***** Rows *****
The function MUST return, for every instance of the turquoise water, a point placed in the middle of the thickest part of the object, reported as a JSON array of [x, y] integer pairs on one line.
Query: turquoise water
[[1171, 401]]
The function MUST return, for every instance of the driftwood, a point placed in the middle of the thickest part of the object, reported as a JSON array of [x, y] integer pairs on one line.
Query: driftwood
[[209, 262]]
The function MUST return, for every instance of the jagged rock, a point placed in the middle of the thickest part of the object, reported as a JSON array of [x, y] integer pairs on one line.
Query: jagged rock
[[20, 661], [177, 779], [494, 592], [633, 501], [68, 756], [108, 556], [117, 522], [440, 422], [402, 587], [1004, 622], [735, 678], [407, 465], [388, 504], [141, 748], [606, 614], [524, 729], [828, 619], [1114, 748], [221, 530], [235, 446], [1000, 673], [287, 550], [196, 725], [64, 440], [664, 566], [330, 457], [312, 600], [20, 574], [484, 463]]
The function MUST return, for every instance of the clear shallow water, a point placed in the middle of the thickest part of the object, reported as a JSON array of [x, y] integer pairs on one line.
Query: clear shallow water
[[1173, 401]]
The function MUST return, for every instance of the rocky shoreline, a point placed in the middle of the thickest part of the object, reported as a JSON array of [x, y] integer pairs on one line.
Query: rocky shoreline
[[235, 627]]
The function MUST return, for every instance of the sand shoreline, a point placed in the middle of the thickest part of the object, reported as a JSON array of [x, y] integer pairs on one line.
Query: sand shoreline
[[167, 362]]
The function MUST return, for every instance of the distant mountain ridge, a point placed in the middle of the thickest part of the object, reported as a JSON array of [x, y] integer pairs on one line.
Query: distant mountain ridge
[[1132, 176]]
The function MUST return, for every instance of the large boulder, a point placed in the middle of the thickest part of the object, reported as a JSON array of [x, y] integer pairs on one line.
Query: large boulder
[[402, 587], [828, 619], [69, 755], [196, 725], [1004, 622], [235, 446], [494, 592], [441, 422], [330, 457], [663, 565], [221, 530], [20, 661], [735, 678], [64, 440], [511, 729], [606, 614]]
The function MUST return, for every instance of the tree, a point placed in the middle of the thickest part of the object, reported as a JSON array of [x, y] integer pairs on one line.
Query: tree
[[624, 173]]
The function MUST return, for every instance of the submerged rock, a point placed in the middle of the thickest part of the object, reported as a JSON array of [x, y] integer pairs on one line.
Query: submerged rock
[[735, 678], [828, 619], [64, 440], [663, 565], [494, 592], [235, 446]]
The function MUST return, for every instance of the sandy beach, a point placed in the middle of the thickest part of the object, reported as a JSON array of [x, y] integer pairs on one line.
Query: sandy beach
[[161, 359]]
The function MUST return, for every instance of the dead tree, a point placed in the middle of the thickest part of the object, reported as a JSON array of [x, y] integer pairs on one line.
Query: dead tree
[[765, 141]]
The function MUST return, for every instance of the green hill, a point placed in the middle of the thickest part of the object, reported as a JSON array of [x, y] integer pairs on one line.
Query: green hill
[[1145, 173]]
*****
(Directive)
Revise the material from the line containing "The function MUST return, for every instance of the green" through the end of the material, changing "green hill" to "grassy hill" and leaving everything else as it is.

(Task response)
The function MUST return, for every instance of the grassy hill, a point placed in the middle of the thickest part of the object, reported as a JSON array of [x, y] integer pairs on one line.
Query: grassy hill
[[1145, 173]]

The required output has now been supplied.